PiS chce opodatkować giełdę

Prezes PiS Jarosław Kaczyński chce stworzenia rejestru giełdowych transakcji finansowych w Polsce i ich opodatkowania.

Aktualizacja: 08.02.2017 00:58 Publikacja: 05.09.2013 06:09

Prezes PiS Jarosław Kaczyński

Prezes PiS Jarosław Kaczyński

Foto: Archiwum

Propozycję, która ma zapobiec uchylaniu się od płacenia podatków, przedstawił w środę podczas Forum Ekonomicznego w Krynicy w wykładzie zatytułowanym „Nowy pakt gospodarczy".

Jak wyjaśnił, na głównym parkiecie transakcje miałyby być opodatkowane w wysokości 1 proc., a na „parkietach wtórnych" – 0,5 proc.

– To jest przedsięwzięcie, które ma stosunkowo niewielki wymiar finansowy, bo obroty polskiej giełdy netto to nie są jakieś gigantyczne obroty. Ale przede wszystkim ma to likwidować ślepotę polskiego państwa i umożliwić zapobieganie tym wszystkim zabiegom, które zmierzają do tego, żeby po prostu nie płacić podatków – powiedział.

Jak dodał, w ramach tego samego planu PiS chce wprowadzenia 1-proc. podatku obrotowego dla sieci handlowych.

To nie koniec podatkowych planów prezesa PiS. – W nadzwyczajnej ustawie kryzysowej PiS zaproponuje wprowadzenie trzeciej stawki podatkowej – 39 proc., z dużymi odpisami na inwestycje – oświadczył. Jak mówił, chodzi o to, by stworzyć w warunkach kryzysu „nieco ostrzejszy system podatkowy" dla najlepiej zarabiających, ale z drugiej strony zachęcić objętą trzecią stawką grupę do inwestowania w środki trwałe. Kaczyński wyjaśnił, że 39-proc. stawką byliby objęci też ci, którzy dziś zarabiają bardzo dużo, a płacą 19-proc. podatek.

Prezes PiS dodał, że kolejną propozycją będzie możliwość odliczania przez pracowników od podatku kosztów – to odliczenie ma rosnąć stopniowo do 40 proc. i mieć charakter trwały, w odróżnieniu od reszty propozycji „ustawy kryzysowej".

POLECENIE:
Pociągnij dalej tekst o podatkowych planach PiS, zaczynając zaraz po jego ostatnim zdaniu.

PODANE INFORMACJE:
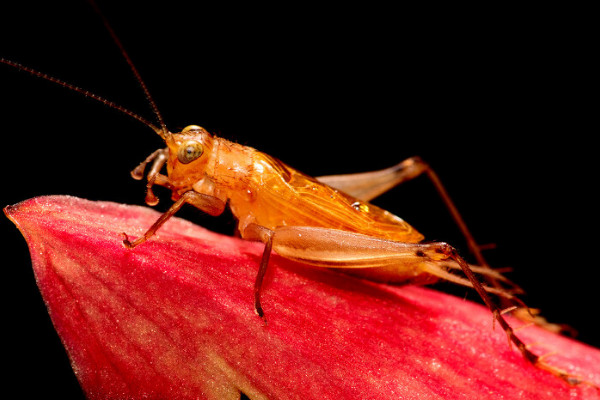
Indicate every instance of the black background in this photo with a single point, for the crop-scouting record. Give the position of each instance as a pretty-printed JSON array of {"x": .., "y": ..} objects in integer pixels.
[{"x": 495, "y": 100}]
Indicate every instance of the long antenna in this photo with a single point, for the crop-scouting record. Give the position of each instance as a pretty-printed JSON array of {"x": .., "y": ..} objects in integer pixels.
[
  {"x": 165, "y": 132},
  {"x": 84, "y": 92}
]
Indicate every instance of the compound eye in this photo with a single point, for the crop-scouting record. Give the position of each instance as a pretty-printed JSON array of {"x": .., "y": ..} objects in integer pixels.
[{"x": 189, "y": 151}]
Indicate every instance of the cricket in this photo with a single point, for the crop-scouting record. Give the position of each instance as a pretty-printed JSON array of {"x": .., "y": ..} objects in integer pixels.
[{"x": 326, "y": 221}]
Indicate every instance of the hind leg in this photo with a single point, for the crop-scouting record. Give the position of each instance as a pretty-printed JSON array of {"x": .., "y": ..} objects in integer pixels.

WYNIK ZADANIA:
– To ustawa nadzwyczajna na okres kryzysu na pięć lat. Netto ma przynieść tylko dwadzieścia kilka mld zł, ale sądzimy, że nada silny pozytywny impuls postawom w życiu gospodarczym – oświadczył Kaczyński.

Wcześniej przekonywał, że w Polsce należy prowadzić politykę, która zapewni równowagę społeczną. Jego zdaniem obecnie mamy do czynienia z „jednoznacznym przechyleniem w jednym kierunku".

Kaczyński w swoim wystąpieniu mówił, że zabiega o władzę, bo jest głęboko przekonany, że państwo jest nie tylko jakością organizacyjną, ale także jakością moralną, która potrzebuje silnej legitymizacji moralno-historycznej.

– Jeśli państwo ma spełniać swoje zadania, to ta legitymizacja jest potrzebna – powiedział prezes PiS.

Kaczyński stwierdził, że dobrze funkcjonujące państwo jest warunkiem funkcjonowania rynku, a bez dobrze działającego państwa rynek nie wypełnia swej funkcji i traci swój sens.

– Musimy uznać, że potrzebna jest pewna solidarność, równowaga, przynajmniej między dwoma kategoriami społecznymi, między pracodawcami a pracobiorcami i między producentami a konsumentami. Bez tego mechanizmu nie jesteśmy w stanie stworzyć dobrze funkcjonującego rynku – mówił prezes PiS.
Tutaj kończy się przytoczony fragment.